Material provided
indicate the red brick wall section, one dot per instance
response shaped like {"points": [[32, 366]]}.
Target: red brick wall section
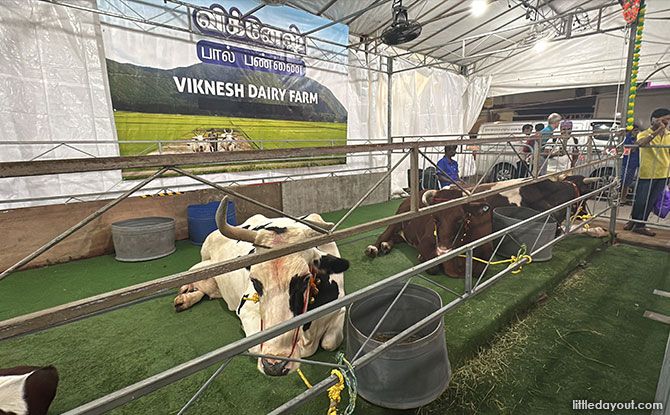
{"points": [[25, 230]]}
==
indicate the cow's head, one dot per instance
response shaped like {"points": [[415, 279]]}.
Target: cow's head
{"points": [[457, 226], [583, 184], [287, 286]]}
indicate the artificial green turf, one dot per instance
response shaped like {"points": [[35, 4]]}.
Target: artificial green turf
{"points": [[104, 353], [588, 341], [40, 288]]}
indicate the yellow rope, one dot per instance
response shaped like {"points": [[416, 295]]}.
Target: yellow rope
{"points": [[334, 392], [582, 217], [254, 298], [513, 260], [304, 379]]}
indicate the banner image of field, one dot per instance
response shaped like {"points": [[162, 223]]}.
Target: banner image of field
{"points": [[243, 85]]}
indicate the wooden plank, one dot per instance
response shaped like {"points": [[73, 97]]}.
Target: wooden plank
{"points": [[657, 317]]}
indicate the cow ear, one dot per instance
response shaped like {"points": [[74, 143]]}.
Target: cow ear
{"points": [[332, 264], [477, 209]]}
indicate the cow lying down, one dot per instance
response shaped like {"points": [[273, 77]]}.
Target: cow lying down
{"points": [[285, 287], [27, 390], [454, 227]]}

What this task involves
Filter the records down to the lines containing the word "response", and copy those.

Answer space
response shaped like {"points": [[32, 366]]}.
response shaped like {"points": [[415, 279]]}.
response shaped like {"points": [[35, 4]]}.
response shaped like {"points": [[416, 295]]}.
response shaped like {"points": [[162, 223]]}.
response shaped like {"points": [[73, 97]]}.
response shaped like {"points": [[74, 143]]}.
response shaped like {"points": [[273, 77]]}.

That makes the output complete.